— begin EXCERPT TO READ —

# Romney joined NRA in August



## kwflatbed (Dec 29, 2004)

Romney joined NRA in August

BOSTON (AP) - Mitt Romney joined the National Rifle Association six months ago, as he prepared to launch his current presidential campaign.


----------



## Guest (Feb 19, 2007)

Good for him. Good for us. We need as many in the NRA as possible.


----------



## Inspector (Nov 13, 2006)

Sounds like John Kerry...Quick change artist


----------



## kwflatbed (Dec 29, 2004)

Jeepy said:


> Good for him. Good for us. We need as many in the NRA as possible.


He only joined for one reason votes, not his thoughts on guns.
But we will put his money to good use.


----------



## justanotherparatrooper (Aug 27, 2006)

With you there Harry!


----------



## Mitpo62 (Jan 13, 2004)

Perhaps Mitt and Dick can go on a hunting trip together. I'd love to see the video of that excursion!


----------



## Guest (Feb 20, 2007)

kwflatbed said:


> He only joined for one reason votes, not his thoughts on guns.
> But we will put his money to good use.


I agree, and I wouldn't vote for the guy. But like you said, we can put his $$ to good use.


----------

— end EXCERPT TO READ —
— begin DATASET EXTRACT —

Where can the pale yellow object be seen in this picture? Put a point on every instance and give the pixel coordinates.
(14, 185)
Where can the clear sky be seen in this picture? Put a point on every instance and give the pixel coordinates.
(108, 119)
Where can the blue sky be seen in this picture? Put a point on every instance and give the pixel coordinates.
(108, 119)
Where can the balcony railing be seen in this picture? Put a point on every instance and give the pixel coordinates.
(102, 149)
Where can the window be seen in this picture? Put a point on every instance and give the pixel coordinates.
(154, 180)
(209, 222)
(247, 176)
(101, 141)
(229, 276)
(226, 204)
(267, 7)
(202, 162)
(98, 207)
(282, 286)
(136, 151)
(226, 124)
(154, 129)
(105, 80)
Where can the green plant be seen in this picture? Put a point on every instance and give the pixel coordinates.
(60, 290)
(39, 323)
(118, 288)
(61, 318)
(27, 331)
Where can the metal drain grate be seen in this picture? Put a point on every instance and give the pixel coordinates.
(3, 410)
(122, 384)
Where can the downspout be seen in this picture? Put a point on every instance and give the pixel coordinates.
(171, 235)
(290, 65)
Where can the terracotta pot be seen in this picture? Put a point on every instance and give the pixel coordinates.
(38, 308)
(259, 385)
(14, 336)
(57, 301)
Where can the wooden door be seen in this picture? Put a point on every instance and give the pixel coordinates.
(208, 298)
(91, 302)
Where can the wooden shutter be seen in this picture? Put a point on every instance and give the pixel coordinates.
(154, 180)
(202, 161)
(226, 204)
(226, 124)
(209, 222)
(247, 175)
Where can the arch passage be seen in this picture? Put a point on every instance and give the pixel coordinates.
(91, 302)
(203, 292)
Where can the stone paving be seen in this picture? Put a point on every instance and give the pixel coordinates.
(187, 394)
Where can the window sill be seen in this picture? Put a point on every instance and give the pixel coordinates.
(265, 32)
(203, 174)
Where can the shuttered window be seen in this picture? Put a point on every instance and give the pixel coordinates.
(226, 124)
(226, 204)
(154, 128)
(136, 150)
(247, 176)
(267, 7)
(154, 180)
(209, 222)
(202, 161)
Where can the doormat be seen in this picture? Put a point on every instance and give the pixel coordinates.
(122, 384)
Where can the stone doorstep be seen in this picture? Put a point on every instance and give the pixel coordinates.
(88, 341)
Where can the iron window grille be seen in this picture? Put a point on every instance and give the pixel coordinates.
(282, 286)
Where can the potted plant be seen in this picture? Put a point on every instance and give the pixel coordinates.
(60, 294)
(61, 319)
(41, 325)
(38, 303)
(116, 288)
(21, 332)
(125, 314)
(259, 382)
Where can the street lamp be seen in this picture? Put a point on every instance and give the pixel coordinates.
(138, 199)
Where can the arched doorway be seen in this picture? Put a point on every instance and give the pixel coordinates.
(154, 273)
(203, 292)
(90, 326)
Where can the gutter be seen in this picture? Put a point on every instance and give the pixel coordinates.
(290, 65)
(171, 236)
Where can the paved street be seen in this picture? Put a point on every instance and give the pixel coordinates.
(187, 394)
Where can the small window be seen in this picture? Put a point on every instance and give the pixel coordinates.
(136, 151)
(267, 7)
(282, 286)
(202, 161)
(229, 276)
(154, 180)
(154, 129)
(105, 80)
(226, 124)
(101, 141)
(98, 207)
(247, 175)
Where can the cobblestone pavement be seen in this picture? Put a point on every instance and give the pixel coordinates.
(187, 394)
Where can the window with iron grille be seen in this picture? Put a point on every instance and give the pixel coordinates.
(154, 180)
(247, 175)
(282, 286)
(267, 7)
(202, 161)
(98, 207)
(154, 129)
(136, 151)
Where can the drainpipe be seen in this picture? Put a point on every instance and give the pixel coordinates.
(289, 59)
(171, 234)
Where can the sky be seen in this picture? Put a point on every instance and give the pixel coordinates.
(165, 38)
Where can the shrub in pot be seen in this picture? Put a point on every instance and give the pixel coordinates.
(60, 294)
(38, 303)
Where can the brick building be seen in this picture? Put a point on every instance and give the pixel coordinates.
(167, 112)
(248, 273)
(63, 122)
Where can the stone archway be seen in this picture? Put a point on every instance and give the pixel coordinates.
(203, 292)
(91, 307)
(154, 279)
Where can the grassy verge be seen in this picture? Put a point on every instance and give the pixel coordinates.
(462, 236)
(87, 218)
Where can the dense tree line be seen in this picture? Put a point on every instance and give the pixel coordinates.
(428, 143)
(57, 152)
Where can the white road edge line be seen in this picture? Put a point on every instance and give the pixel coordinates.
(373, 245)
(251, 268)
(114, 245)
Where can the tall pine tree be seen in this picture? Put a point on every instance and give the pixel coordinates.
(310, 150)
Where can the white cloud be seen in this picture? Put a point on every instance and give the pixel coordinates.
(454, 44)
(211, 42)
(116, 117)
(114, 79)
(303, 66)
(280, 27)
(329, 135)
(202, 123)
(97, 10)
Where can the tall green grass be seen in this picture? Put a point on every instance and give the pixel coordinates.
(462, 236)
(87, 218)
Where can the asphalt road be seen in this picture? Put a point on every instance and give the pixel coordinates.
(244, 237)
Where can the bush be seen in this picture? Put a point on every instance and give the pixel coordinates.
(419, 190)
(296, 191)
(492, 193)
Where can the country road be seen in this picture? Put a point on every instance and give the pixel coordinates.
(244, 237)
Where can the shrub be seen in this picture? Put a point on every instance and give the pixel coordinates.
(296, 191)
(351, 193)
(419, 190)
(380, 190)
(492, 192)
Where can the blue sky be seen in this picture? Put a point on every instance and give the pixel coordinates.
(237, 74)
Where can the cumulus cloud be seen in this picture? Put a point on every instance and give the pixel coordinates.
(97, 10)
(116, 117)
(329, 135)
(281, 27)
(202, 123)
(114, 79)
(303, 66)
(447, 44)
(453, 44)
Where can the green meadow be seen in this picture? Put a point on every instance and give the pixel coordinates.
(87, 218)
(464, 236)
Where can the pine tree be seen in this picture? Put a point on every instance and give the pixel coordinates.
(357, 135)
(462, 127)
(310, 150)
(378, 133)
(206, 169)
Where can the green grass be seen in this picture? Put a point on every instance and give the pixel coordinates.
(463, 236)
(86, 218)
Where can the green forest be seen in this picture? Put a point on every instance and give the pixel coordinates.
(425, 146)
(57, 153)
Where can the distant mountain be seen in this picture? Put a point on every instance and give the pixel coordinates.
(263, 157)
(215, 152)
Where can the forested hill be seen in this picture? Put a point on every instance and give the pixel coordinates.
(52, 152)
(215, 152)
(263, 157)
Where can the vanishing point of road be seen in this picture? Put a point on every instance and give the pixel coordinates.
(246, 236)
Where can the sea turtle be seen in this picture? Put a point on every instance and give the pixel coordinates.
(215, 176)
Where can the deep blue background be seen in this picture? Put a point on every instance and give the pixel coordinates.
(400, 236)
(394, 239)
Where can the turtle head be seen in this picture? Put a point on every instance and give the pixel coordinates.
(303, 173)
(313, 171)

— end DATASET EXTRACT —

### SET OF TASKS
A. In the Romney thread, what does the quoted news report say Mitt Romney was preparing to do when he joined the National Rifle Association?
B. Reproduce the Romney thread word for word, everything from "## Mitpo62 (Jan" down to "(Feb 20, 2007)".

### THE RESULTS
A. He was preparing to launch his current presidential campaign.

B.
## Mitpo62 (Jan 13, 2004)

Perhaps Mitt and Dick can go on a hunting trip together. I'd love to see the video of that excursion!


----------



## Guest (Feb 20, 2007)